• [Task set]:
1. List every term that the glossary of LGBTQ+ terms defines, in the order in which they appear.
2. Write a continuation of the glossary of LGBTQ+ terms, beginning after its final sentence.

• [Extract provided]:
________

Looking for more definitions? Want to be prepared when students ask questions? 

Get our child-friendly LGBTQ+ definitions in English and Spanish!

cisgender:

When babies are born, the doctor or midwife looks at their bodies and guesses their gender based on the body parts they see. Sometimes kids grow up and feel like the gender the doctor assigned to them. This is called cisgender. 

gender:
Gender is something adults came up with to sort people into groups. Many people think there are only two genders, girls and boys, but this is not true. There are many ways to be a boy, a girl, both, or neither. Some other labels people use when they talk about their gender are transgender, non binary, agender, and genderfluid. When babies are born, the doctor or midwife makes a guess and assigns them a gender, either boy or girl. But no one can know someone's gender just by looking at their gender. Gender means how you feel inside. Some kids grow up and their gender matches how they feel inside. Other kids grow up and their gender does not match how they feel inside. 


non-binary: 

A gender category that means people feel like both a boy and a girl, or they don't feel like a boy or a girl. 

pronouns: 
When we talk about someone, we use their name. We also use something called pronouns. Pronouns are the little words we say when we don't use someone's name. Pronouns are words like he, she, and they. You can't tell someone's pronouns by looking at them. Practice asking someone else what their pronouns are. Practice sharing your own pronouns. Most people will share their pronouns by saying "My name is ___ and my pronouns are ____." 
sex:

When babies are born, doctors look at their outside (and sometimes inside) assign them a label, or a sex. The three labels most doctors use are male, female, or intersex. Doctors label a baby as male or female when their body parts fit what doctors think most male or female bodies look like. Doctors label a baby as intersex when its parts don't fit what doctors think most male or female bodies look like. There are lots of different ways for bodies to look, both inside and outside. All bodies are special and unique. There is no right or wrong way to be male, female, or intersex.

________

• [Material provided]:
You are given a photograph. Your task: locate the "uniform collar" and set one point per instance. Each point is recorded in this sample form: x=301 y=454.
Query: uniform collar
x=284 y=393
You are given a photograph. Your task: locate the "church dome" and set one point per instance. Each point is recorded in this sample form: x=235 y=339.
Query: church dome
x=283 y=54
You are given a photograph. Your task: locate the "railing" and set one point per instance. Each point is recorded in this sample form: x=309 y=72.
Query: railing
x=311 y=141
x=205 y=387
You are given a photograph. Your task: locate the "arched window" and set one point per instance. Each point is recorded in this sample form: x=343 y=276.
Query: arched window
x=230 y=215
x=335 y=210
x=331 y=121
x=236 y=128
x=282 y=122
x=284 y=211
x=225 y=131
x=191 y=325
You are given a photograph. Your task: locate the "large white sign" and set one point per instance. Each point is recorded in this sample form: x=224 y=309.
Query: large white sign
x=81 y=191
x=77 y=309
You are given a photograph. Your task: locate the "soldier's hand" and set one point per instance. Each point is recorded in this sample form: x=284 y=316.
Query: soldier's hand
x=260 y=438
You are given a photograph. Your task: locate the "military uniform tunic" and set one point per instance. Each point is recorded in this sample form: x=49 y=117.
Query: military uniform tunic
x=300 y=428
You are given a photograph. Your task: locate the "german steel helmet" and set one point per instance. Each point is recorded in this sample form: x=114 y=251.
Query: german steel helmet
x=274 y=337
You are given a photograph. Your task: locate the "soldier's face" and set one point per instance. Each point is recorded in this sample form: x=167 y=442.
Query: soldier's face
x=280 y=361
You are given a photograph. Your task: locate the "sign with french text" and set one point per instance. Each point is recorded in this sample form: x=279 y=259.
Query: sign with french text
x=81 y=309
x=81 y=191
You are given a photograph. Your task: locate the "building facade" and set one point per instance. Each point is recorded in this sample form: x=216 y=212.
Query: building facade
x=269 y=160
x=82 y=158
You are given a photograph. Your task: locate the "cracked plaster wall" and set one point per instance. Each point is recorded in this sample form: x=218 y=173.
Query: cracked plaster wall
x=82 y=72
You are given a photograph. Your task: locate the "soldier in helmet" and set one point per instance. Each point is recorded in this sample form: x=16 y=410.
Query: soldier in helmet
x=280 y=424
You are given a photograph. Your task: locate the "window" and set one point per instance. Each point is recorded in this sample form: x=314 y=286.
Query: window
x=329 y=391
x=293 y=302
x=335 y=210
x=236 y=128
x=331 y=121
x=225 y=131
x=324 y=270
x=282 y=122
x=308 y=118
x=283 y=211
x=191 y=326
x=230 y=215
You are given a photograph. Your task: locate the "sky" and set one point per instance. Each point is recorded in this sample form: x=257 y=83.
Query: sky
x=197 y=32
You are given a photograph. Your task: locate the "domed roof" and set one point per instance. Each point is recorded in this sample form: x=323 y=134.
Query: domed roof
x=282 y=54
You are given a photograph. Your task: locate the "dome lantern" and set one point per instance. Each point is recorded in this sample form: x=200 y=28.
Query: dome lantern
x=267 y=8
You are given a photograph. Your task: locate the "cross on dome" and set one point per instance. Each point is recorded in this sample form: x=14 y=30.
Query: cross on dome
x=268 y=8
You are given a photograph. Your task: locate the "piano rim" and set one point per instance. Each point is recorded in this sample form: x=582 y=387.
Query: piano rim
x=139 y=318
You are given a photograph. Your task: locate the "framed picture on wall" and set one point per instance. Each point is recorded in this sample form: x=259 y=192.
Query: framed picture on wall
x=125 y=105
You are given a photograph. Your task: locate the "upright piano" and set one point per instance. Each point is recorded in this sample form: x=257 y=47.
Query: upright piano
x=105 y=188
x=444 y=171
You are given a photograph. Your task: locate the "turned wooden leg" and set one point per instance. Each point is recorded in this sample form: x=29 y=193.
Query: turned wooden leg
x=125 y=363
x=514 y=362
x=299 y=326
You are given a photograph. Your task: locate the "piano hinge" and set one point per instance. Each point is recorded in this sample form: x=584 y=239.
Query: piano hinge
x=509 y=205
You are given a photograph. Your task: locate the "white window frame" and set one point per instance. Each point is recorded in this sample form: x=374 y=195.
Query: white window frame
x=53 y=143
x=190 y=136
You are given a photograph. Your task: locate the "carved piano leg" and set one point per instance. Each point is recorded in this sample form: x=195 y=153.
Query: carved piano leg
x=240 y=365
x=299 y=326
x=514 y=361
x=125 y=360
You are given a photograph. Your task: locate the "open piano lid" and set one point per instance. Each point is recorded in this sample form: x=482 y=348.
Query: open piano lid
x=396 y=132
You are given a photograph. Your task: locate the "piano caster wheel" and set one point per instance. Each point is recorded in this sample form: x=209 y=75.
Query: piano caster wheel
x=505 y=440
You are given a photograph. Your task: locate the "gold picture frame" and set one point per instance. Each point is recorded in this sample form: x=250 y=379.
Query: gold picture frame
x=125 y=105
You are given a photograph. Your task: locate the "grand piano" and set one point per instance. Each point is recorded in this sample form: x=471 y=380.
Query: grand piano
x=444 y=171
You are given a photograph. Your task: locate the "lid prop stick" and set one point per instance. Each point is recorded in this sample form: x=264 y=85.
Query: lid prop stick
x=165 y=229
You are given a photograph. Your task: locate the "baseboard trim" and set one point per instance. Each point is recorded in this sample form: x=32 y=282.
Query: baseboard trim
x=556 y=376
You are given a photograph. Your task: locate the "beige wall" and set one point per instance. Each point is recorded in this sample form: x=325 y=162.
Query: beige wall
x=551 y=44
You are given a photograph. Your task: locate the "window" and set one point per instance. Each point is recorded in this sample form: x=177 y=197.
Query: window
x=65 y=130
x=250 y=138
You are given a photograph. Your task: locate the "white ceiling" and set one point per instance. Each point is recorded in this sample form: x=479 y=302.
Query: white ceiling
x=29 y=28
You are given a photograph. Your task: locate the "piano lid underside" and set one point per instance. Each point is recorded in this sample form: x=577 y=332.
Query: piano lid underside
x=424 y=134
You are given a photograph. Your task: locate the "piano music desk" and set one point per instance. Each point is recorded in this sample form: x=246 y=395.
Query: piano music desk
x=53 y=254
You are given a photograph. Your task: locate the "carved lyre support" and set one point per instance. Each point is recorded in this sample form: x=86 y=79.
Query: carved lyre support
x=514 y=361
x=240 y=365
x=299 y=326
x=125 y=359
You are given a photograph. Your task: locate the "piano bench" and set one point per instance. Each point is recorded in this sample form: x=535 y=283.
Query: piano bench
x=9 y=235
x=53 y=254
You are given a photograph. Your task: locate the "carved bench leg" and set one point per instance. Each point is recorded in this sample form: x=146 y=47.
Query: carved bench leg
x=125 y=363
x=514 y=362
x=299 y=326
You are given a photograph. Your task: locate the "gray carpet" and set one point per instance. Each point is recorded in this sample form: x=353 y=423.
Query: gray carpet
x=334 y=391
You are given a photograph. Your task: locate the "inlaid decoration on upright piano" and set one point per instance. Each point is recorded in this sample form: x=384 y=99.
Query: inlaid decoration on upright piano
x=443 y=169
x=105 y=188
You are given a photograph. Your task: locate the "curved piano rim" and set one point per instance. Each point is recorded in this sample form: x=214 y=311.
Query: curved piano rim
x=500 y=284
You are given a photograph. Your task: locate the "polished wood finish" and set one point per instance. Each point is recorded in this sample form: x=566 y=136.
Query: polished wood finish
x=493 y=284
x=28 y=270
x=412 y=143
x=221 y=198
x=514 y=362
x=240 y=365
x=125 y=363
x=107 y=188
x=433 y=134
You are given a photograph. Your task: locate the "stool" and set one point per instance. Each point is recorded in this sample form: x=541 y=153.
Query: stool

________

• [Solved tasks]:
1. cisgender, gender, non-binary, pronouns, sex

2.
 

For older kids, you can explain that assigned sex at birth doesn't just have to do with outside body parts. It also has to do with hormones (chemicals in our bodies that help our body grow and change as we get older) and chromosomes (tiny thread-like parts of our cells that contain proteins and DNA).DNA is what determines what our bodies will look and act like. For example, your DNA will decide whether you have brown, blue, green, or hazel eyes). People who are male, female, and intersex all have different hormones and chromosomes.

sexual orientation:
This means who you love or who you are attracted to. People can love someone who is the same gender as they are or a different gender than they are.
transgender:
When babies are born, doctors look at their bodies and assign them a gender based on the body parts they see. Sometimes kids grow up and they realize that their gender identity does not match what they were assigned at birth. This is called transgender. There are lots of ways to be transgender and there is no one right way to do it!